• _What this task involves_: In the entries below, find the line with "Find the glass door and" and the line with "Find the spectator"; copy them and every line between them exactly, but not the pictures.

+++

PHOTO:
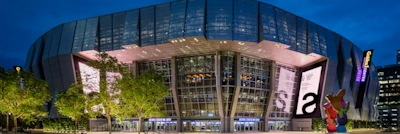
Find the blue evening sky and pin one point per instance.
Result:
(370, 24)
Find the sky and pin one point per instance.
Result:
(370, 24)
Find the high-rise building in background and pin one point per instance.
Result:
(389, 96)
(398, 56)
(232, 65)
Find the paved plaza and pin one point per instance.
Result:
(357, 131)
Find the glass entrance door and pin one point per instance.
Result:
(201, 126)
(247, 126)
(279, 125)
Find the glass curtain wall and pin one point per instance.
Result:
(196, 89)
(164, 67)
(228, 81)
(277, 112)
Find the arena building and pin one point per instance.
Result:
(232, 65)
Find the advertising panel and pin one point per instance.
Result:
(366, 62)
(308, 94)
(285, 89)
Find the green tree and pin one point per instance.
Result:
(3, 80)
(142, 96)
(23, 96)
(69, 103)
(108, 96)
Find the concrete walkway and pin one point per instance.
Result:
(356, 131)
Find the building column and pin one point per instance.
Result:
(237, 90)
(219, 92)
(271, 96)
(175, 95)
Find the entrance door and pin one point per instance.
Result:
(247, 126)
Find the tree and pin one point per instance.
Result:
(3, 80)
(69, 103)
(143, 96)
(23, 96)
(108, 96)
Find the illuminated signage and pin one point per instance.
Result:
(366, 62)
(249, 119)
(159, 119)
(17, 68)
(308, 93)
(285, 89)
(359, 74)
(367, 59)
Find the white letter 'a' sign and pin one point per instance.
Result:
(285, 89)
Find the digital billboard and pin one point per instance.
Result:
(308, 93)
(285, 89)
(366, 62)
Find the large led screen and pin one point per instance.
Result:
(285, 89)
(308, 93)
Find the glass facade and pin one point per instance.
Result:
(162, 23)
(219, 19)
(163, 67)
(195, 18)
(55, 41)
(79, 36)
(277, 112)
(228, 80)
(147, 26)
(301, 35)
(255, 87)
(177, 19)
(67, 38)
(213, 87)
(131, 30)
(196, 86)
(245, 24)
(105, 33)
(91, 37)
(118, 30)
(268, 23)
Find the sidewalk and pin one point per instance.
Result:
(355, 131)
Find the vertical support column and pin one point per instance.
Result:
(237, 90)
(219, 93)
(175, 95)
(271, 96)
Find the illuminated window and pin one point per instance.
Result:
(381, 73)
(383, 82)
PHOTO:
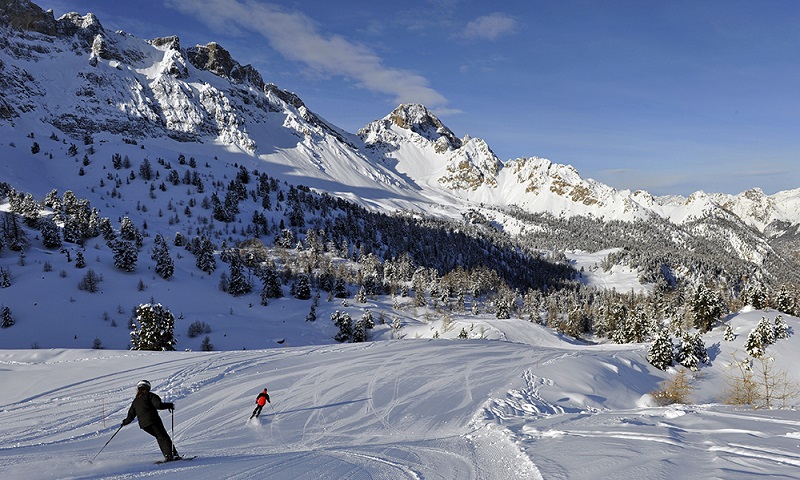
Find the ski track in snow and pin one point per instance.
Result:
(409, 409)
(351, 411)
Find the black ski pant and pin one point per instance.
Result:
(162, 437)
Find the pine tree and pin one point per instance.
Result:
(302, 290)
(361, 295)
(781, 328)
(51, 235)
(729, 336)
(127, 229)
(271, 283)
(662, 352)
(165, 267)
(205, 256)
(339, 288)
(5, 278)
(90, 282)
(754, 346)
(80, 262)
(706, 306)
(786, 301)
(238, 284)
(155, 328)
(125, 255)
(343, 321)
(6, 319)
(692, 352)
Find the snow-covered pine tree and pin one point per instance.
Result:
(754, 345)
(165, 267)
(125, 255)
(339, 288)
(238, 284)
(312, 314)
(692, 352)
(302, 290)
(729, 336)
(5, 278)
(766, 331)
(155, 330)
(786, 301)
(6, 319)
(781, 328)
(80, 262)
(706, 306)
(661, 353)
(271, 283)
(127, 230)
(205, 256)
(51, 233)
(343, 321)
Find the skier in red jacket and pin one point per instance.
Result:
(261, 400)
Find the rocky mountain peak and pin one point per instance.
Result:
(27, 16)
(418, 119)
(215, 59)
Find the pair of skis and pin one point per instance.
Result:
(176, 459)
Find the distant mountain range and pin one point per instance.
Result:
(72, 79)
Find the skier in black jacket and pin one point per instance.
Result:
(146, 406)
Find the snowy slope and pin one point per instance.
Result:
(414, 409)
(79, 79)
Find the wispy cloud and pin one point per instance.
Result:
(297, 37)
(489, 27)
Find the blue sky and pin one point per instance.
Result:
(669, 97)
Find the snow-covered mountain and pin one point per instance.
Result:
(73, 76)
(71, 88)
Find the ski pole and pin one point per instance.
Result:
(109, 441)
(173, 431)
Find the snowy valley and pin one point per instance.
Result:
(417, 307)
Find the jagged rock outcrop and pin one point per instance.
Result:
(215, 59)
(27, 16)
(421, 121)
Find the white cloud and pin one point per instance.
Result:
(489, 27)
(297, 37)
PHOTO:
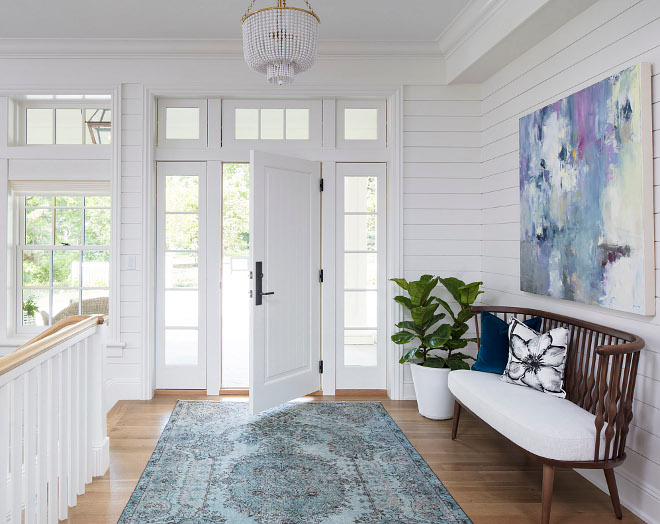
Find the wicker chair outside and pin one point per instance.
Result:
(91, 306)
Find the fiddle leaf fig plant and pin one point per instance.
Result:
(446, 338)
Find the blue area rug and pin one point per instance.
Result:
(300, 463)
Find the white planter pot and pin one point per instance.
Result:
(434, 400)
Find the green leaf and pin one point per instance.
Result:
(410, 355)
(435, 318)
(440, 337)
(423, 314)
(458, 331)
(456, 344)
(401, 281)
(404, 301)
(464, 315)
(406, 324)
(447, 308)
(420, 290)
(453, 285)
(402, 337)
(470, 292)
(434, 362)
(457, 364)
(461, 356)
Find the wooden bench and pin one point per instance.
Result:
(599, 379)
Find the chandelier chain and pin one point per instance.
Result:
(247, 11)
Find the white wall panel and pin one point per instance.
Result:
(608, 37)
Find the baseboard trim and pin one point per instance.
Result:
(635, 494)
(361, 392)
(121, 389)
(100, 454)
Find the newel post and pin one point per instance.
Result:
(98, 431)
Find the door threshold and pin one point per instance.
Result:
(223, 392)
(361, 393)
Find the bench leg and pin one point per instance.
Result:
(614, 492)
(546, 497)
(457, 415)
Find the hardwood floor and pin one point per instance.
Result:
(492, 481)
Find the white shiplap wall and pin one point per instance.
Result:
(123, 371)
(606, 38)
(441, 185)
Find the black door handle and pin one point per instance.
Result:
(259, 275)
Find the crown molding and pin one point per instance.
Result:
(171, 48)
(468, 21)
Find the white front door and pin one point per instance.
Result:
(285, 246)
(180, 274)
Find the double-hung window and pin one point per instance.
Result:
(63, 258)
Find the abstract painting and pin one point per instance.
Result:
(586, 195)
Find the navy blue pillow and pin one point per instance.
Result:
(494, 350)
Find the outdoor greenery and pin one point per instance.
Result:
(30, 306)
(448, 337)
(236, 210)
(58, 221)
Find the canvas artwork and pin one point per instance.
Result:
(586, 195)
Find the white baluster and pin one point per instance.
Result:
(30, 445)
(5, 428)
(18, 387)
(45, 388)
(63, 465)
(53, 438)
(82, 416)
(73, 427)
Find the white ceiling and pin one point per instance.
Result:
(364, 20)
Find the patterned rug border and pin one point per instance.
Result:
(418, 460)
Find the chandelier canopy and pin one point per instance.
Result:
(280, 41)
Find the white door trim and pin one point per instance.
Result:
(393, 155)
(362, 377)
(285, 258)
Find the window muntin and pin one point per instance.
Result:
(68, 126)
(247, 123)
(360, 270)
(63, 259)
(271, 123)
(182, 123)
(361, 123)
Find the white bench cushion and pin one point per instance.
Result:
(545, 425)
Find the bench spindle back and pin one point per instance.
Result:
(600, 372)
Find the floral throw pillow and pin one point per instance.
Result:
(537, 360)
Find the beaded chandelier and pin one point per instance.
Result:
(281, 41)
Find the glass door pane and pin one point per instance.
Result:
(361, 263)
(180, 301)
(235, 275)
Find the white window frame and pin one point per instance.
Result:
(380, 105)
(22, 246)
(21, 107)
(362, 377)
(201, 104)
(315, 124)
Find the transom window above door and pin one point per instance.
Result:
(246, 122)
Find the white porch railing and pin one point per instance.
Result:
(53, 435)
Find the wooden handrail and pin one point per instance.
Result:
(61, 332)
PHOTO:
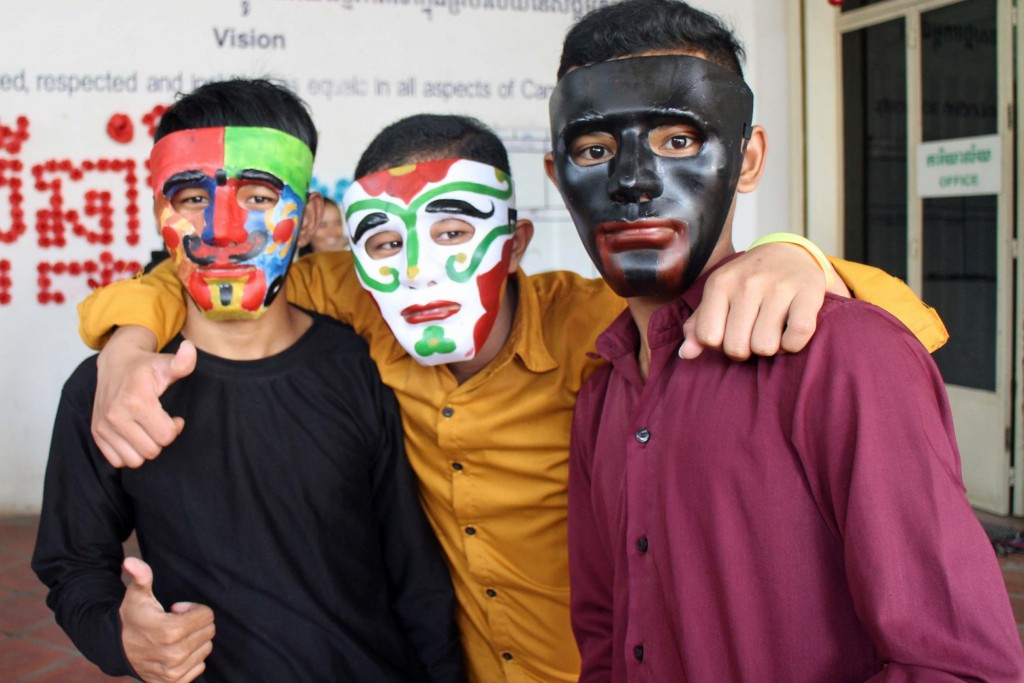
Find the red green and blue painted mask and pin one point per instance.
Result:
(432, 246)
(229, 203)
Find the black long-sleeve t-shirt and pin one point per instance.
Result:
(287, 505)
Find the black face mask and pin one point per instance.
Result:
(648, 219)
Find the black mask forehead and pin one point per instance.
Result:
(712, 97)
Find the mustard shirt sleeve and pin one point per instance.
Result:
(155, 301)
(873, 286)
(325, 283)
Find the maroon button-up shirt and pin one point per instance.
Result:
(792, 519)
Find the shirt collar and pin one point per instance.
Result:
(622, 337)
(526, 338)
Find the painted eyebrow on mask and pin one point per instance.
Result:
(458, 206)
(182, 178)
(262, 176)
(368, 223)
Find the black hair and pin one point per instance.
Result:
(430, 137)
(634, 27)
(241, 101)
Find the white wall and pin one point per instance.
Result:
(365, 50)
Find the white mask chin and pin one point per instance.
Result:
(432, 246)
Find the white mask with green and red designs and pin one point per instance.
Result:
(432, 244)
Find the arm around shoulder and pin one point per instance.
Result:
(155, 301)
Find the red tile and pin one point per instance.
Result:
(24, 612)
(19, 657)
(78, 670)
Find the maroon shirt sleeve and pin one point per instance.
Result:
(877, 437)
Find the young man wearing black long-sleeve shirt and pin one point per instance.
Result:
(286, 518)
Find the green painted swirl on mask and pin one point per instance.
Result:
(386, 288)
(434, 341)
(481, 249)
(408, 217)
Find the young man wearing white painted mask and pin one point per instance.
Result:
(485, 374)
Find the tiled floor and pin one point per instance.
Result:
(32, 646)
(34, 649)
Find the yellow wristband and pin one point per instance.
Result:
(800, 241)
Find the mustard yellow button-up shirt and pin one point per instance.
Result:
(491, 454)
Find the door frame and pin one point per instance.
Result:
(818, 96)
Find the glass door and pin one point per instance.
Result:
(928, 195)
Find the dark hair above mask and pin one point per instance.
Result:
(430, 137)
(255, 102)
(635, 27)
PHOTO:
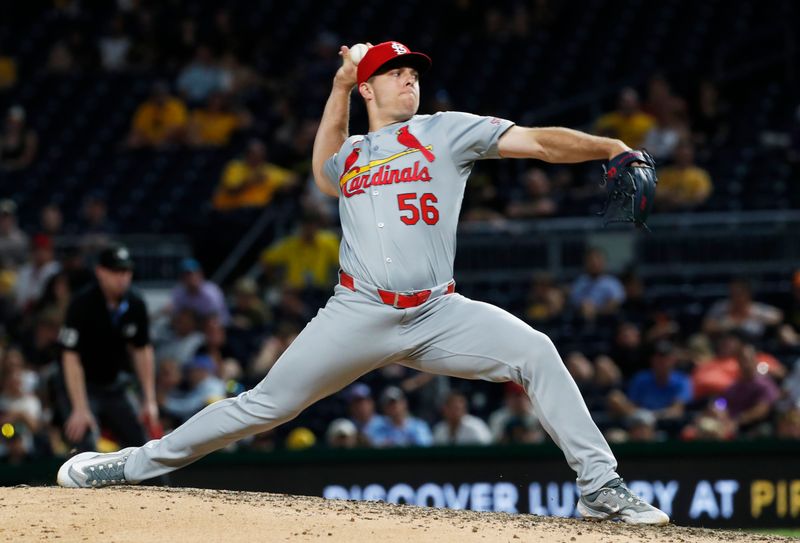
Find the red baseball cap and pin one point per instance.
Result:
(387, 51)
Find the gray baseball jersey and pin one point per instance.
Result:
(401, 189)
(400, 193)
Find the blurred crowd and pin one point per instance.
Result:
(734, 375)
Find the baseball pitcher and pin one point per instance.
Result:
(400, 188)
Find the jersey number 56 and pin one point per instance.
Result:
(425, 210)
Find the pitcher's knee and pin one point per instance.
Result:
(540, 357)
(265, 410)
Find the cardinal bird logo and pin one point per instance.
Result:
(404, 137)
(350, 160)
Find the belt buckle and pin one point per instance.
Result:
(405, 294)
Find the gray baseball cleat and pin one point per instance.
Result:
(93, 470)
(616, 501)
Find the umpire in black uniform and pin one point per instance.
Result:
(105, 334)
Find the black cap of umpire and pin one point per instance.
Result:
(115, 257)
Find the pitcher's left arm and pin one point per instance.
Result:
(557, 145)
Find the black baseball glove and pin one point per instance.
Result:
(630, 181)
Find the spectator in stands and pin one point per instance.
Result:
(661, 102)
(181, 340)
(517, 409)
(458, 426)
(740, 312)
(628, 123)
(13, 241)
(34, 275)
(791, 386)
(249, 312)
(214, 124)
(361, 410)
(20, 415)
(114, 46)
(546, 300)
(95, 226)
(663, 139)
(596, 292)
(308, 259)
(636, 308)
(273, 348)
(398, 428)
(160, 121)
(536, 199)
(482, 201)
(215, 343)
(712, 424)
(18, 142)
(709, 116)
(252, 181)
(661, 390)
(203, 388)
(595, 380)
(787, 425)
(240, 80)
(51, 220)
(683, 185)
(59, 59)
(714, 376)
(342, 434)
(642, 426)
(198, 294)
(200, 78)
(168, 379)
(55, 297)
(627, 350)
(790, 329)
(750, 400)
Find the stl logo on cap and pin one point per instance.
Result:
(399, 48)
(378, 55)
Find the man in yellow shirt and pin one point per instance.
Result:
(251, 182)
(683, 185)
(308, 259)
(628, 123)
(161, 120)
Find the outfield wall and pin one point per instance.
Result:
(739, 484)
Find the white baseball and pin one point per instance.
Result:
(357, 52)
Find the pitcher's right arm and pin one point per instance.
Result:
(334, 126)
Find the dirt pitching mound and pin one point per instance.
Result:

+++

• _Task result_:
Find the glass door and pin one point per instance.
Result:
(928, 195)
Find the dark hair above mask and pin one point per instance.
Result:
(430, 137)
(255, 102)
(635, 27)
PHOTO:
Find the red baseball cap and pin one point per instance.
Result:
(387, 51)
Find the gray baseball jersey and pin one point per instance.
Result:
(401, 189)
(400, 193)
Find the blurred crowd and pin one point per instance.
Result:
(734, 375)
Find the baseball pitcher and pin one point per instance.
Result:
(400, 188)
Find the jersey number 56 and pin one point per instance.
Result:
(425, 210)
Find the pitcher's knee and pin one point per instance.
Result:
(540, 357)
(265, 410)
Find the cardinal bird logo and pin one point per instance.
Result:
(404, 137)
(350, 160)
Find the belt buckle and pin one point per instance.
Result:
(405, 294)
Find the gray baseball cleat and pin one point per instance.
Result:
(93, 470)
(616, 501)
Find the umpire in black uniform and pin one point per instance.
Result:
(105, 334)
Find the black cap of umpire and pin one point per instance.
Result:
(115, 257)
Find the pitcher's left arm and pin one point per instance.
Result:
(557, 145)
Find the black baseball glove and pin one point per instance.
Result:
(630, 181)
Find the spectator in stands and pin one point per instance.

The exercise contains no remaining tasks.